═══ EXTRACTED INFORMATION ═══

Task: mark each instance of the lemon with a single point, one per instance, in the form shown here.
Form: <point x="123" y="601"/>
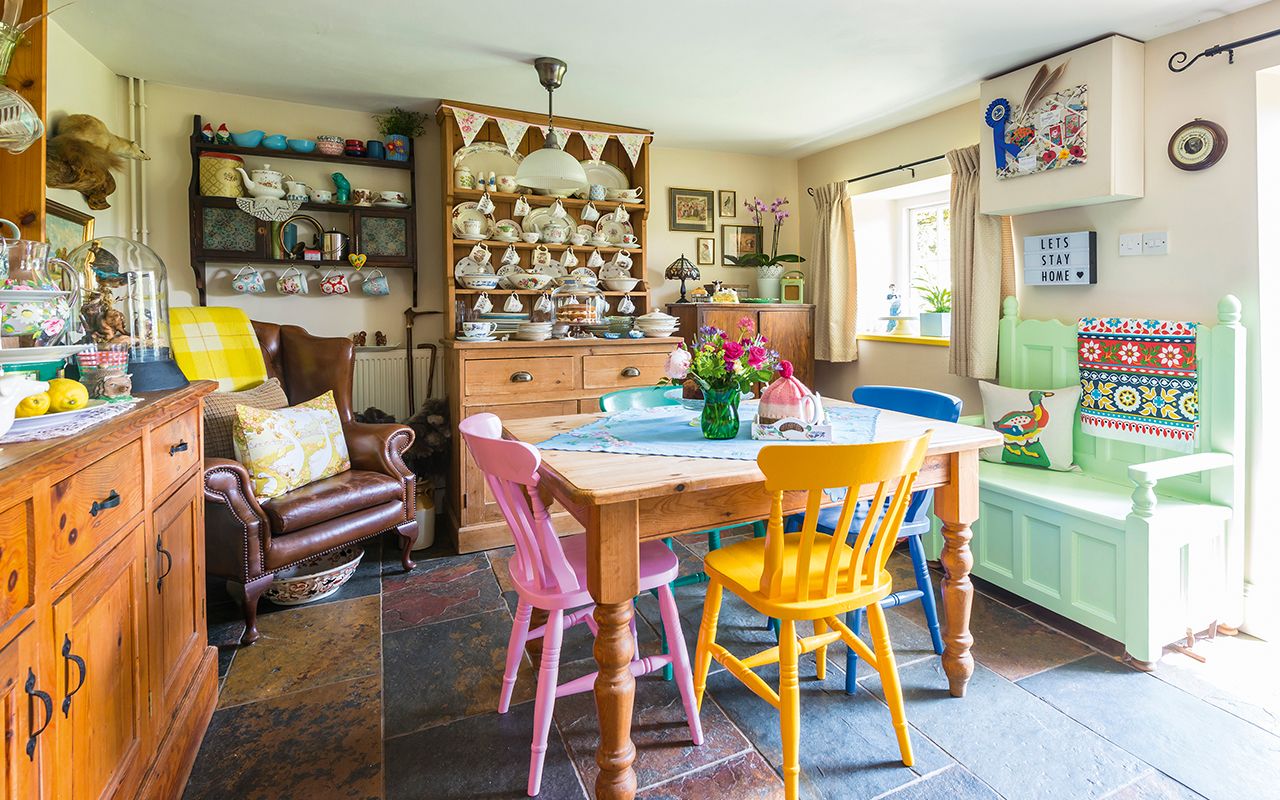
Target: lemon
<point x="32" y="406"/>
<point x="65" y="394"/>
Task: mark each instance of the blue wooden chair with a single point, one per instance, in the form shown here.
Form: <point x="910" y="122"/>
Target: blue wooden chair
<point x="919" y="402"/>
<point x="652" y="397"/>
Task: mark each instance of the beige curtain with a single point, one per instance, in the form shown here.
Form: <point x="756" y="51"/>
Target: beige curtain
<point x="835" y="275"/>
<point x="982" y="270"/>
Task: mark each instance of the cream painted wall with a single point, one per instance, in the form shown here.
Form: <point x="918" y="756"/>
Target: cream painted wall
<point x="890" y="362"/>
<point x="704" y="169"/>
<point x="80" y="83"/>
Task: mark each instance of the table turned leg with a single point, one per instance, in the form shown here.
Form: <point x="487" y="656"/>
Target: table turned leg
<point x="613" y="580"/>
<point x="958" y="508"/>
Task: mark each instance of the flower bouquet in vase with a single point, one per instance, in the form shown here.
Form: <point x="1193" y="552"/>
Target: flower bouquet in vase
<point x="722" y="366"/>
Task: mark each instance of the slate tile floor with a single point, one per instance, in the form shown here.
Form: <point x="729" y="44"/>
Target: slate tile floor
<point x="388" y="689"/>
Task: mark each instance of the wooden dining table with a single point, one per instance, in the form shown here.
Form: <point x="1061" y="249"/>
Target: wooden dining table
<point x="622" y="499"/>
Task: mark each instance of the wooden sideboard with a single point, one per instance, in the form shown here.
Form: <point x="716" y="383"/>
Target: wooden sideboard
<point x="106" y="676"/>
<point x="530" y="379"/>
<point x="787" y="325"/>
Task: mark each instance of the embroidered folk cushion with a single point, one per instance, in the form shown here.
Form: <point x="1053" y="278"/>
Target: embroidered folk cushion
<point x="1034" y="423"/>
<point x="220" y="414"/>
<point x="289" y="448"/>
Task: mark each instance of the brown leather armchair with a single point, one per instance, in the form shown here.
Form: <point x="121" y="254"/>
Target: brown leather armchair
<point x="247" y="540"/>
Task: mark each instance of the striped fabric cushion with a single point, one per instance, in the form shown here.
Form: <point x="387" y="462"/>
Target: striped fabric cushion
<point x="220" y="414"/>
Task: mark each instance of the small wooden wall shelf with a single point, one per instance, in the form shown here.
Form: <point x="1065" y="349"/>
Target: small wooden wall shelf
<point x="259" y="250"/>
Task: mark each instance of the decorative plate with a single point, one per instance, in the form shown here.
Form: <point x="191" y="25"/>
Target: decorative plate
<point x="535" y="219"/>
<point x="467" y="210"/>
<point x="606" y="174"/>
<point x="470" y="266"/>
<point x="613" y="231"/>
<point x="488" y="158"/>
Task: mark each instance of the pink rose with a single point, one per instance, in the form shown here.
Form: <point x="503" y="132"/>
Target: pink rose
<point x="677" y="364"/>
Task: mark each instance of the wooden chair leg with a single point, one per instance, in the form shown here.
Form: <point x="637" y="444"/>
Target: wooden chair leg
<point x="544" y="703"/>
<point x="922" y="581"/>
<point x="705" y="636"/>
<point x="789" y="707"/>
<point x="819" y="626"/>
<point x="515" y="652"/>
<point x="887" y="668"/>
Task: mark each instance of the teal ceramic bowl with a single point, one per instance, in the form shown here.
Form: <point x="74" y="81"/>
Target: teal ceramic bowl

═══

**ACTIVITY**: For this exercise, return the data above exactly and leave every picture out.

**RESULT OF THE TASK**:
Task: mark each instance of the lemon with a single point, one per instance, in the form shown here.
Form: <point x="123" y="601"/>
Target: lemon
<point x="32" y="406"/>
<point x="65" y="394"/>
Task: mark each instance of the blue wooden chair with a single point, one per instance, in the form shown here.
Form: <point x="910" y="122"/>
Target: blue wooden chair
<point x="919" y="402"/>
<point x="652" y="397"/>
Task: mark each instance of the beige curtain with a single point, one per instance, in the form shown here.
Form: <point x="756" y="51"/>
Target: beige curtain
<point x="835" y="275"/>
<point x="982" y="270"/>
Task: mark each instance of the cream painted wall with a single point, one per instance, in the form shown here.
Form: <point x="918" y="756"/>
Target: cream painted wall
<point x="890" y="362"/>
<point x="704" y="169"/>
<point x="80" y="83"/>
Task: mark each instance of the table turned leg with a single point, one per instance, in the form shown here.
Form: <point x="487" y="656"/>
Target: table turned leg
<point x="613" y="580"/>
<point x="958" y="508"/>
Task: mark each instance of the flower bouquet in vase with a single point, one per instance, in the form shown here.
Form: <point x="1193" y="552"/>
Target: flower bouquet in vase
<point x="722" y="366"/>
Task: mark each instance of the slate tile floor with a single point, one per instance, in the form shown here.
Form: <point x="729" y="44"/>
Target: slate tile floor
<point x="388" y="689"/>
Task: mark each instance of the wooden dining table with a single point, one per instance, in the form shown here.
Form: <point x="1061" y="249"/>
Target: wooden dining table
<point x="622" y="499"/>
Task: mark each instance of the wooden sideboard with a single point, one per instance, in the form shown here.
Form: <point x="716" y="383"/>
Target: wooden sideboard
<point x="106" y="676"/>
<point x="530" y="379"/>
<point x="787" y="325"/>
Task: mark each instance of the embroidered folk cushion with a single point, one per instance, in the form shown here.
Form: <point x="1053" y="278"/>
Target: embroidered folk cushion
<point x="1034" y="423"/>
<point x="220" y="414"/>
<point x="289" y="448"/>
Task: mark each instance of the brown leather armchair with a single point, one per instance, in the form shown here.
Form: <point x="121" y="254"/>
Target: brown leather armchair
<point x="247" y="540"/>
Task: mark each instance of the striped fabric cushion with a single point, one per instance, in the form shown here.
Form: <point x="387" y="462"/>
Target: striped fabric cushion
<point x="220" y="414"/>
Task: mark each instance of the small wooden wall shelf with a single point, one per instance, in the form shown here.
Form: <point x="1065" y="349"/>
Target: small wooden wall shelf
<point x="259" y="250"/>
Task: mark each instance of the decorative plate with a single point, one per instance, in the form shown here.
Form: <point x="191" y="25"/>
Target: decorative plate
<point x="535" y="219"/>
<point x="467" y="210"/>
<point x="606" y="174"/>
<point x="470" y="266"/>
<point x="613" y="231"/>
<point x="488" y="158"/>
Task: mark each instance of the pink rose with a single point, one per instance, in the form shown here.
Form: <point x="503" y="132"/>
Target: pink rose
<point x="677" y="364"/>
Task: mark each instance of the wooden chair leg with a single point, one per instance, in the form shown here.
Form: <point x="637" y="444"/>
Target: wooden chair leg
<point x="544" y="703"/>
<point x="922" y="581"/>
<point x="705" y="636"/>
<point x="789" y="707"/>
<point x="819" y="626"/>
<point x="515" y="652"/>
<point x="887" y="668"/>
Task: mark each instance of the teal ceramic bowl with a single point, one per instance, in the form shown here.
Form: <point x="74" y="81"/>
Target: teal ceramic bowl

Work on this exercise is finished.